Our captain told us that we could touch the manatee and that sometimes they may even turn over for a belly rub. “If they have a barnacle on their back and you scratch around it, they love it because it’s like a mosquito bite” he told us. He also showed us around the area. There were various springs which were crystal clear (ah! that’s where the name comes from!). He pointed out certain areas where retirees who volunteer were stationed near sanctuaries to keep people out. The sanctuaries were little coves which were roped and buoyed off from everyone but manatee. It allows manatee to have a place to go to get away from humans and dig into some fresh, undisturbed seagrass. Mmmm, nature’s salad!

Our next anchor down was a bit clearer than the first location. Our captain whisper-hollered to a tour that was visiting a manatee and asked if we could join. As we approached, they graciously gave us a turn by heading back to their boat. Before doing so, one of their guides grabbed each of our hands and led us directly to one of them.

He. Was. Massive. And amazing. And actually, moved pretty fast for being a giant blob with fins!  They disappear into the brown water quickly, and from the boat, Dan continued to whisper-holler directions to us “About 90 degree to the left of the gal in purple! Oh…now he’s turned again and he’s by the back of that sail boat!”

I joked later with Libby about how funny it would be if in the end there weren’t really any manatee at all, and Dan was just leading us around making us think they were there and that the problem was actually our terrible manatee tracking skills.

Libby and the girl (the girl’s parents were done with this activity and stayed on the boat for the duration) were a distance away when I had a “moment with nature” all on my own –  I brought my head above water when suddenly, about six feet in front of me, a manatee popped his squishy mooshy whiskered nose into the air, took a watery breath, and was gone just as fast.

I squeeled in my mind and I wanted very much to squeeze his cheeks.

Later, another one (or maybe the same?) swam in from the up-left of my field of view while I was doing the dead man’s float, face under water. He was no more than three feet below me and was using his small side flippers to truck himself along the bottom of the water. He ate seagrass as he passed and I reached out and lay my hand flat on his back as instructed, my hand running the length of him as he continued by. He felt as I’d imagine a wet elephant with gobs of soft stringy seaweed attached to him would feel. Slippery but solid.

- _YOUR TASKS_
1. Answer these questions about the manatee passage:
(a) According to the captain, why do manatees love having the area around a barnacle scratched?
(b) About how far in front of the narrator did a manatee surface to take a breath?
(c) What does the narrator compare the feel of the manatee's back to?
2. Write out the part of the manatee passage that opens with the words containing "I squeeled in" and closes with "Slippery but solid.".
3. Extend the manatee passage, picking up right after its final sentence.

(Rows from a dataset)
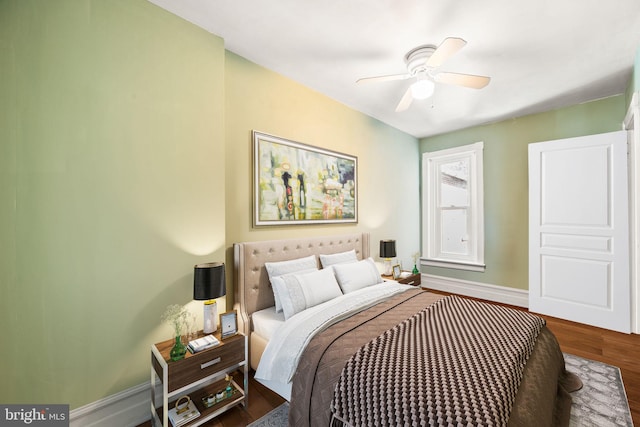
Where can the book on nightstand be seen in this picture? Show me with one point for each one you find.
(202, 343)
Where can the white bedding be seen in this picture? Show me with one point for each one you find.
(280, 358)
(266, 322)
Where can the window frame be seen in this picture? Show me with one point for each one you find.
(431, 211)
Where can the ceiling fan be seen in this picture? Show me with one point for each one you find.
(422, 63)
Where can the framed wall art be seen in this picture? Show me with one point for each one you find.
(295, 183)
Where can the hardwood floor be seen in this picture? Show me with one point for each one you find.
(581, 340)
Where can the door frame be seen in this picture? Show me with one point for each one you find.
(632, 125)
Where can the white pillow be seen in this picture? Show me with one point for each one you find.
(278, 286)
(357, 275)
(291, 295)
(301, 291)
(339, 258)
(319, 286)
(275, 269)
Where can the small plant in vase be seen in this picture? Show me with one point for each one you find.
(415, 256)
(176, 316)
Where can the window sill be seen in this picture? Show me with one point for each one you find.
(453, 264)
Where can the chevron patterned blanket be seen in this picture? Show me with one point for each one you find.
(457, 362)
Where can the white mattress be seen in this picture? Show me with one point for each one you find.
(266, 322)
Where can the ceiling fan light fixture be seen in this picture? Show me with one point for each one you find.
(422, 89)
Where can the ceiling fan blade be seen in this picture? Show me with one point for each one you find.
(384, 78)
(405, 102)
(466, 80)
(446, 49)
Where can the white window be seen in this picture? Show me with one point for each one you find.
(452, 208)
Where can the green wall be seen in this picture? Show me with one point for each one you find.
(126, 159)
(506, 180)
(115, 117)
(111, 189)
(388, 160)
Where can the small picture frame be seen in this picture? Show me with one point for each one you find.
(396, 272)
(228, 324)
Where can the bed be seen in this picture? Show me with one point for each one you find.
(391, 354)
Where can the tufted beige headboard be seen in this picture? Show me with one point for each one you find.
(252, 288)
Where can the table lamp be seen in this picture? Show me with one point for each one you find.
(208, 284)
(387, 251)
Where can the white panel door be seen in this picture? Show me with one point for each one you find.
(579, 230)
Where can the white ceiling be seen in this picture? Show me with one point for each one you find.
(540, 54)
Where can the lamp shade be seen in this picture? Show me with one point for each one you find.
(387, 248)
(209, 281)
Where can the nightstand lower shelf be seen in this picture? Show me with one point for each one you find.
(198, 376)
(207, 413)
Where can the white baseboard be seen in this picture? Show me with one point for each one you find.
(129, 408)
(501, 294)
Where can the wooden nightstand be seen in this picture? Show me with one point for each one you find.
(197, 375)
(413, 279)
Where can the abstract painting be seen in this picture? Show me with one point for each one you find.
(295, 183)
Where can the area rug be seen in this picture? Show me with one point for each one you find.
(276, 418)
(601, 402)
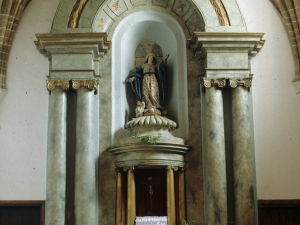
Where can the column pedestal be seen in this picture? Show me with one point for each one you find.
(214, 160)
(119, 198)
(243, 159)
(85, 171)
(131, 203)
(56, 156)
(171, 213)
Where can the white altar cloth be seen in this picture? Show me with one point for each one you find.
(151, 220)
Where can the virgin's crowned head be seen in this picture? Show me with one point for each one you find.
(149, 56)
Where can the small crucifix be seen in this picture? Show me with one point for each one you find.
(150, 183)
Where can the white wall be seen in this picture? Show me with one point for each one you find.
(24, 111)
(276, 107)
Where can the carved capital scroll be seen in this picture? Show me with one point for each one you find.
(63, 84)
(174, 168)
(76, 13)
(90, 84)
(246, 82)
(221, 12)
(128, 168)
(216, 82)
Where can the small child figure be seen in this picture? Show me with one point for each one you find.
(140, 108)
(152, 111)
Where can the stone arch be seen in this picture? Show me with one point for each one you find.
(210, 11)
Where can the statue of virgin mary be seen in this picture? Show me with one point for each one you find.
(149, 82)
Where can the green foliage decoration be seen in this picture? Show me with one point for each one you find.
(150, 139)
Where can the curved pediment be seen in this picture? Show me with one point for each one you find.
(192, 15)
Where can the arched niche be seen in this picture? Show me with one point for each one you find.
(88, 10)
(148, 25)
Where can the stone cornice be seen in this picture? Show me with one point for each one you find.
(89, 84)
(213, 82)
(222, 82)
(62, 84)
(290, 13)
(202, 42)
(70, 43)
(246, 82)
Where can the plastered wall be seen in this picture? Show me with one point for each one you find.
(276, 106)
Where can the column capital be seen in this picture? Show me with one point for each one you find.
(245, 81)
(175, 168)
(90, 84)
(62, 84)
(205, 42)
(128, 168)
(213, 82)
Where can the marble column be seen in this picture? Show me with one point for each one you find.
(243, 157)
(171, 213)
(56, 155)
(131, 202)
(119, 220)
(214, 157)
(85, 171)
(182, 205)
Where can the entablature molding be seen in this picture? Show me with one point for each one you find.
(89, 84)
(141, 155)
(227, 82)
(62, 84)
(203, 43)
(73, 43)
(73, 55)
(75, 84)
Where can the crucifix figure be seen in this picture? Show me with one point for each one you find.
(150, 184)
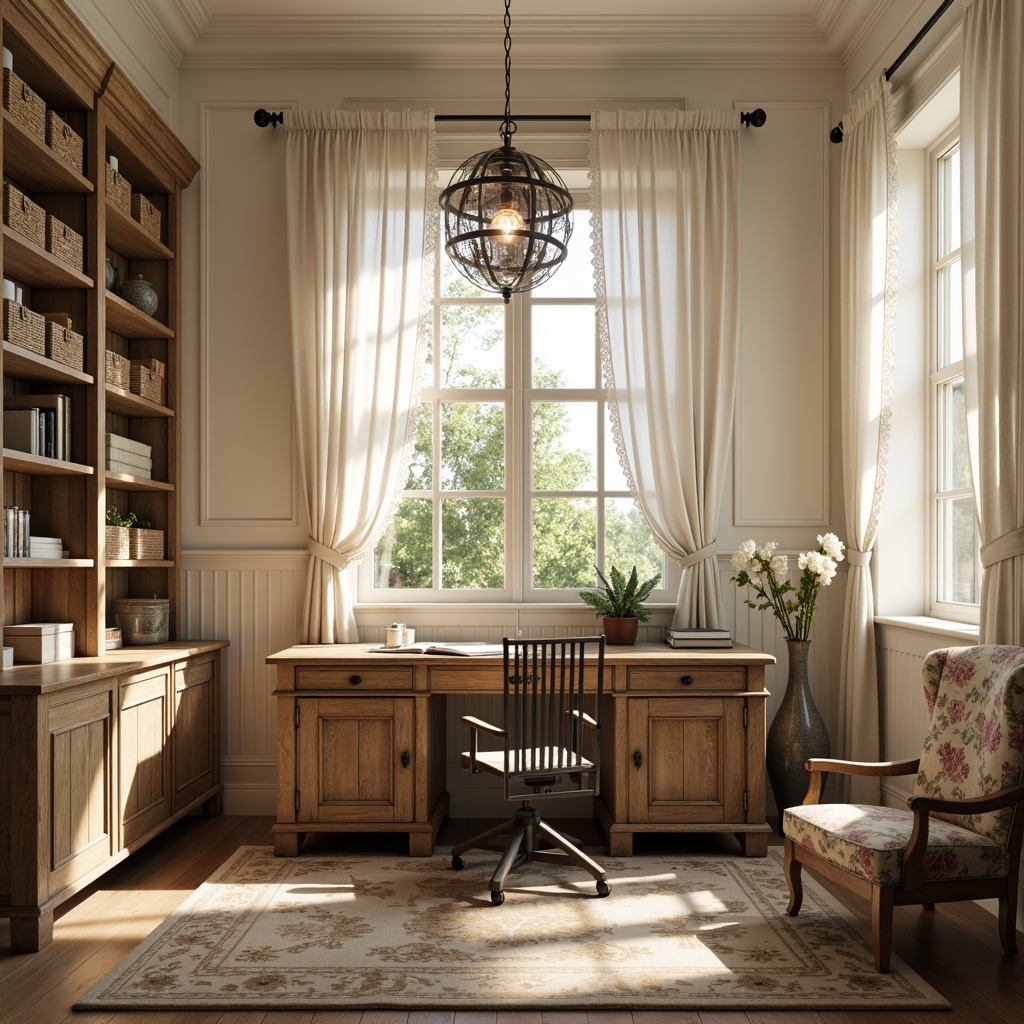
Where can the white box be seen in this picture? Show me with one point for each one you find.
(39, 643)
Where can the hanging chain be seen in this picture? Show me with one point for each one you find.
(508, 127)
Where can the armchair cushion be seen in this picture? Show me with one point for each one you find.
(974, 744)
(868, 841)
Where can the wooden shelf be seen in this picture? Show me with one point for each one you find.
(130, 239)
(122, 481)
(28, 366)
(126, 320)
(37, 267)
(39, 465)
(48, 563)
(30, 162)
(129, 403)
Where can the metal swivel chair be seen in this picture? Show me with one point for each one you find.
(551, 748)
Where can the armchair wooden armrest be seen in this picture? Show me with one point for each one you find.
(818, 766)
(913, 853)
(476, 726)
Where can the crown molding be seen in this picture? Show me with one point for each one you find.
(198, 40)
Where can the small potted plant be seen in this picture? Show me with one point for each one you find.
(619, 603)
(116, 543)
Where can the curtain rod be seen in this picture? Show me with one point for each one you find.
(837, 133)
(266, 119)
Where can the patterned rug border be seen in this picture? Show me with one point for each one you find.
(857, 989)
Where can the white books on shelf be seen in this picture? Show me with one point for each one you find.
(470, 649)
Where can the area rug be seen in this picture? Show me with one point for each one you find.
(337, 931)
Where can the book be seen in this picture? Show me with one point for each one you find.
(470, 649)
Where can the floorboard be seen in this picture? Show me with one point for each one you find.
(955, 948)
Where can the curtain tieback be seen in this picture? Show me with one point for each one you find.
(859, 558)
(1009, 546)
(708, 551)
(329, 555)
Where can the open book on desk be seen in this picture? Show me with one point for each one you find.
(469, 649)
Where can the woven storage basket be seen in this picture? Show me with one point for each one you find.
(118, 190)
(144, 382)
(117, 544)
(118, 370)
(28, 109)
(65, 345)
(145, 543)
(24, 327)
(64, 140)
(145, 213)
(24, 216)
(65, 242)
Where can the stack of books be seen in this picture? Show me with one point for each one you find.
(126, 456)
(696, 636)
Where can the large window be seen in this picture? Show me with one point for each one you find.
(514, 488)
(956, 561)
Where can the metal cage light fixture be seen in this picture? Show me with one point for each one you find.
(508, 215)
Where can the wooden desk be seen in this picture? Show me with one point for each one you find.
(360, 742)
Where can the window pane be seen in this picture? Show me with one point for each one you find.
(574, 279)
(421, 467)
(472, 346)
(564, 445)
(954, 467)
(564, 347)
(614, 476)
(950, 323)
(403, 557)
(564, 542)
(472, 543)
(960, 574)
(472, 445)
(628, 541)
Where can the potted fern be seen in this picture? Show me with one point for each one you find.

- _OUTPUTS_
1.
(a) It's like a mosquito bite.
(b) About six feet.
(c) A wet elephant with gobs of soft stringy seaweed attached to it: slippery but solid.

2.
I squeeled in my mind and I wanted very much to squeeze his cheeks.

Later, another one (or maybe the same?) swam in from the up-left of my field of view while I was doing the dead man’s float, face under water. He was no more than three feet below me and was using his small side flippers to truck himself along the bottom of the water. He ate seagrass as he passed and I reached out and lay my hand flat on his back as instructed, my hand running the length of him as he continued by. He felt as I’d imagine a wet elephant with gobs of soft stringy seaweed attached to him would feel. Slippery but solid.

3.
I was charmed and it was an incredibly cool experience.

I touched another one a few times but each time, he was so huge and so close to me that he almost seemed like a giant slimy rock. I couldn’t see his head or his flippers at all with the kicking up of muddy sand blocking view.

We got back into the boat for quite a while, not finding any more. That was OK by me. I’d had my experience and it was more than enough.

The views were beautiful and the sun was bright. It was very cold unfortunately, but worth the cold for the experience!

My photos are seriously lacking here. I bought a waterproof bag for my phone, but the phone’s touchscreen wouldn’t work when it was submerged. Even more odd, the side button which also can be used to shoot photos woulnd’t work either. I mentioned this when I was back on the boat and Captain Dan said he was familiar with this problem. He suggested I start a video above water and just let it run. That worked but I didn’t happen upon any manatee while running video.

To think – I actually just experienced something rather than document all of it!

 

We left our manatee experience glowing. Capt Dan suggested a nearby bbq joint to Libby and I and we decided to partake in “first dinner” there; Burnt ends and a cornbread pancake. From there we checked into out adorable Air BnB after stopping on the side of the road to marvel at the sun setting…

We had fat naps, went to a nearby place to have a quick second dinner, then watched Downton – I’ve made her a Downton fan! {Twists invisible moustache conspiratorially} – until the battery died on my laptop.

It was a good day.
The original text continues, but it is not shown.